Transcribe, exactly as they appear, only the lines from the one holding "Where can the passenger" through the end of the entries below.

[Position annotation records]

___

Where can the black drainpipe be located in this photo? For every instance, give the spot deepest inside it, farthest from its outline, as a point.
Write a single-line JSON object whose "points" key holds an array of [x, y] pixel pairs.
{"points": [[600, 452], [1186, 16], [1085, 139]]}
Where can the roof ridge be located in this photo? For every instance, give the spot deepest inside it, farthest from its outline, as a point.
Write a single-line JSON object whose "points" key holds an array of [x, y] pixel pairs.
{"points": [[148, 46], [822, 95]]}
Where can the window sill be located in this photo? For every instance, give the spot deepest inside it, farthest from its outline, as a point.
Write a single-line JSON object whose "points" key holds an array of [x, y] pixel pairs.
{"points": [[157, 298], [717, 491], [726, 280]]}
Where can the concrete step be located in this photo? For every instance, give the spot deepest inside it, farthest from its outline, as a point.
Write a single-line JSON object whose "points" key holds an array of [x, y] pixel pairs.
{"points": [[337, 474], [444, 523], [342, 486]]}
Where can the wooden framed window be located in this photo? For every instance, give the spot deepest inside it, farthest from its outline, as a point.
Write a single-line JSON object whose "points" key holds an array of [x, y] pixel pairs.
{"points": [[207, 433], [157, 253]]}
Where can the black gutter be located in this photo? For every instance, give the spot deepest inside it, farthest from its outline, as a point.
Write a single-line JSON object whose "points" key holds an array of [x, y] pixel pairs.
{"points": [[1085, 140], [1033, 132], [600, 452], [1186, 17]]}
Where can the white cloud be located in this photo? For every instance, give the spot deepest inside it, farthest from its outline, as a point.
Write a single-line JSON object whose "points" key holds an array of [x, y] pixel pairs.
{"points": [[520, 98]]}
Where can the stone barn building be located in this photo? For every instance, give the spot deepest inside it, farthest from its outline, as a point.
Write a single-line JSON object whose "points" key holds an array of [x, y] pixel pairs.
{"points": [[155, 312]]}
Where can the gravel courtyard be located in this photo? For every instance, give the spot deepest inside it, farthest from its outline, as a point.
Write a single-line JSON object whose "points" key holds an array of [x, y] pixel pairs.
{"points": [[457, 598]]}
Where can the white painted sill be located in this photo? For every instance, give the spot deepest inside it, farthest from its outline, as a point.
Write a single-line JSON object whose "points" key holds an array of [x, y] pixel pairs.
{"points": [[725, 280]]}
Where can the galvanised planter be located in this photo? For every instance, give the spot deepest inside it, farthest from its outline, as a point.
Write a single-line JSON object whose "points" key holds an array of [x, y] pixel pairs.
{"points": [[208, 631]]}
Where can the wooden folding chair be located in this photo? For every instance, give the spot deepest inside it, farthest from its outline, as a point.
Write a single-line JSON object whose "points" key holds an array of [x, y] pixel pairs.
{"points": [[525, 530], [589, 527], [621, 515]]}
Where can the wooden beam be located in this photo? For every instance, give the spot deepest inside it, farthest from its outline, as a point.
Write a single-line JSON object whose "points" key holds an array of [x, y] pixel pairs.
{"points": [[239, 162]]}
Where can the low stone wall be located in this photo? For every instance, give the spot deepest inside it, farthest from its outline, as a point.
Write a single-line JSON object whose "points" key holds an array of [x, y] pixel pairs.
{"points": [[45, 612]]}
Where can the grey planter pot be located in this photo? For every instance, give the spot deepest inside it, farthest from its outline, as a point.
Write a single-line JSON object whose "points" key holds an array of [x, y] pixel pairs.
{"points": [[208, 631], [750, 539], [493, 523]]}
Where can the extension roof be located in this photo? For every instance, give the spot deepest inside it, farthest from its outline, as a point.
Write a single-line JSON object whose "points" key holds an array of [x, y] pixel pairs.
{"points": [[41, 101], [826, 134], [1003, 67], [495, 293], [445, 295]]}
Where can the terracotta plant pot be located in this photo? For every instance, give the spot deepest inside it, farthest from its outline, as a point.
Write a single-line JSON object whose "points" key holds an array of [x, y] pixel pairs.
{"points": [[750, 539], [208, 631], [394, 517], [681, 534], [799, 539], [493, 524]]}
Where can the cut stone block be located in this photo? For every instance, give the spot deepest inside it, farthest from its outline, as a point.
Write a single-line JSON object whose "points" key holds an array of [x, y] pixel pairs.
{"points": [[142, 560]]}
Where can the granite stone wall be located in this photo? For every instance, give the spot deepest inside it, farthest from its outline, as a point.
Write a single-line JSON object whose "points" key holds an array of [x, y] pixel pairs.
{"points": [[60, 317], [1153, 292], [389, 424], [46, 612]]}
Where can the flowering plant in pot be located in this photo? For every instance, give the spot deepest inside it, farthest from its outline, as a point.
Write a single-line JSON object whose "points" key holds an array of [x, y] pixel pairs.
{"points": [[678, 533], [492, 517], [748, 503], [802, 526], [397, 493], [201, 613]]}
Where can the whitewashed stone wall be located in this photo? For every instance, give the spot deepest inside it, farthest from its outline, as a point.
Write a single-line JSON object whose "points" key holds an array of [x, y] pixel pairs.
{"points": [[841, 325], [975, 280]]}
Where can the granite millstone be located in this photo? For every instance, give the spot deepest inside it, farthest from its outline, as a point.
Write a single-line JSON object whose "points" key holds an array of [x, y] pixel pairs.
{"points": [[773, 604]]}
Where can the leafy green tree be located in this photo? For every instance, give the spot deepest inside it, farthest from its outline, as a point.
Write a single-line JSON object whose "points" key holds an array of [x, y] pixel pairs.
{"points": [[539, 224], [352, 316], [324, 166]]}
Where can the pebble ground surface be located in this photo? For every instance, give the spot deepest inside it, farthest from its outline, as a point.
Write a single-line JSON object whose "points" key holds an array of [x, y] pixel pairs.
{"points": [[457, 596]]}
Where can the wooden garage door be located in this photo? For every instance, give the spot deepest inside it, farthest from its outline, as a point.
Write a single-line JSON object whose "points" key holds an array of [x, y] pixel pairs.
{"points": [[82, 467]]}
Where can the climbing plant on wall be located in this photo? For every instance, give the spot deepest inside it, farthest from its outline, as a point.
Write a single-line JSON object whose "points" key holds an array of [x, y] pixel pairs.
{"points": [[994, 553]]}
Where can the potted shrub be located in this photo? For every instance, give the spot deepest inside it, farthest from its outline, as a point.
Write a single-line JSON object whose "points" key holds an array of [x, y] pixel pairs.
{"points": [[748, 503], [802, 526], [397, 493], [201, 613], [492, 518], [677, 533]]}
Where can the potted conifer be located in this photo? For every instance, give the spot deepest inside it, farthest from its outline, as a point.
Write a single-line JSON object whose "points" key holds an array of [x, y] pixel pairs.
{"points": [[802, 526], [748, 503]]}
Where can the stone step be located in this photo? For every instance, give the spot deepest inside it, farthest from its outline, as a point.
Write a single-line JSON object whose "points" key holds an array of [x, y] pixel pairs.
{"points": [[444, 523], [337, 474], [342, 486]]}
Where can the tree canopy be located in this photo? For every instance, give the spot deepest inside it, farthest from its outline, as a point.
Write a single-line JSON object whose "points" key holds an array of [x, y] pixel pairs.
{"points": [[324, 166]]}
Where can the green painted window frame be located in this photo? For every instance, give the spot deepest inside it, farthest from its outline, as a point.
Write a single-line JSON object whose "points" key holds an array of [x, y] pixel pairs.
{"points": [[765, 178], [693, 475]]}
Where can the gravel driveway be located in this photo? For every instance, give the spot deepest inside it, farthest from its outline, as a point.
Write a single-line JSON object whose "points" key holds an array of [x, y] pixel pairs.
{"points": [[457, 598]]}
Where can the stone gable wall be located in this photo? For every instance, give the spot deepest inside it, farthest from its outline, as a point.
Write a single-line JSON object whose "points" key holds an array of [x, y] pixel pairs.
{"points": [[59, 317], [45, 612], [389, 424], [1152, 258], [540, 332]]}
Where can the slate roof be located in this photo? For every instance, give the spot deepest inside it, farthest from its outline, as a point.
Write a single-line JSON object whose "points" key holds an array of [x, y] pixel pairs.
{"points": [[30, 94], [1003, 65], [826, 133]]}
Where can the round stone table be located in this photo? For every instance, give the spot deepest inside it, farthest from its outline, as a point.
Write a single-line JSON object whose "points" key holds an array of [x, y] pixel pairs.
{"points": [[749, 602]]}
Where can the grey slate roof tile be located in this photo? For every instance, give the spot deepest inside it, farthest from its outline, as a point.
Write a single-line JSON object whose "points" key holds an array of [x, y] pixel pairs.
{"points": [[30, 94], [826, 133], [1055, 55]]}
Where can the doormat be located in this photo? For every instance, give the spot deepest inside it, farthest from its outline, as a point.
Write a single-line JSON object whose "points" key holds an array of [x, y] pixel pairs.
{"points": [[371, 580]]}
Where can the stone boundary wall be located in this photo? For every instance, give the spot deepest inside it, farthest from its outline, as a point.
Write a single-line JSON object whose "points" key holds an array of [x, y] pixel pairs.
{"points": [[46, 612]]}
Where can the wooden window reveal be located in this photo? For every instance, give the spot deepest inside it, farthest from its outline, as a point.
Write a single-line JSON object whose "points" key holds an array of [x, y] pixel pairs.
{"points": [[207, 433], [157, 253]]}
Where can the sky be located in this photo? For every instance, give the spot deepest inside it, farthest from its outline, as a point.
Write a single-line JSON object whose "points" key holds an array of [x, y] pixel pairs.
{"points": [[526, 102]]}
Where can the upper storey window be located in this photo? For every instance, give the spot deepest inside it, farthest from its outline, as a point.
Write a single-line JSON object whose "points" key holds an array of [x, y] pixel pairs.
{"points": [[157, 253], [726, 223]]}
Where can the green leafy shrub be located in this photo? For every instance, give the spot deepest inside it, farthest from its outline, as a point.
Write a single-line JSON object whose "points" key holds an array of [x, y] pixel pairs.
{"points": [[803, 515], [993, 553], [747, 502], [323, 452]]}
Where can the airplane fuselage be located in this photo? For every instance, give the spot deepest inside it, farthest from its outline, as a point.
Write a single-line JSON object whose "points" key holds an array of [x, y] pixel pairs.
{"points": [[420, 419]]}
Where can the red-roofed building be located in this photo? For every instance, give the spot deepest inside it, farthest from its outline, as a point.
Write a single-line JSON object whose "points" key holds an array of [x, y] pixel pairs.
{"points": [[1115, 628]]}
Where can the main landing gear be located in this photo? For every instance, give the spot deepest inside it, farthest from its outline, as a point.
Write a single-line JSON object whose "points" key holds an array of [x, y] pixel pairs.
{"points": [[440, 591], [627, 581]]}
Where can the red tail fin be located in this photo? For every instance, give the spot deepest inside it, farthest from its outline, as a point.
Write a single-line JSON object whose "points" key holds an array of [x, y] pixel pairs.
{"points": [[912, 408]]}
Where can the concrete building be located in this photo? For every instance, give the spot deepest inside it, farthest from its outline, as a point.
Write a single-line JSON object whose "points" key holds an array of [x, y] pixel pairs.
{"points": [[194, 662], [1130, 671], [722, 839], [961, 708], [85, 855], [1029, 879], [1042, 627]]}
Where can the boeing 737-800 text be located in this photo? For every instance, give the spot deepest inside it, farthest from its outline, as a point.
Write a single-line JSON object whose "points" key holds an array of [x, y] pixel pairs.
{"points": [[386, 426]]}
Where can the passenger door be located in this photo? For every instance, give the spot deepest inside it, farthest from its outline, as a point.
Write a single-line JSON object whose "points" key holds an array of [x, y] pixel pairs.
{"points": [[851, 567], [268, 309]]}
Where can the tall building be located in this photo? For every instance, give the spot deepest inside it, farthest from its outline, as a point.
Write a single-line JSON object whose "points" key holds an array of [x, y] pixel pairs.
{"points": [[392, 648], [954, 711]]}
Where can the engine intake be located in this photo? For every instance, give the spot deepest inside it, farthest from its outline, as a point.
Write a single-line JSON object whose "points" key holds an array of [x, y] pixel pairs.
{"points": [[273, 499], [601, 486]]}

___

• **Exercise solution**:
Where can the passenger door be located in this photo? For every instance, give the spot deepest inside it, farthest from its outline, as a point.
Write a single-line JSON object whose "points" key holds an array of [x, y] pixel pairs.
{"points": [[851, 567], [268, 309]]}
Where can the tall building be located in this photo? For every instance, give the spot deepest inside it, farthest from its outline, as a point.
Write a single-line JSON object whose "points" key holds an array of [x, y] pixel pairs.
{"points": [[392, 648], [954, 711]]}
Where can the engine intake be located in this photo? For every instance, give the spot deepest inside it, farthest from its outline, as a point.
Write a single-line JSON object whose "points" key holds an array of [x, y] pixel pairs.
{"points": [[273, 499], [601, 486]]}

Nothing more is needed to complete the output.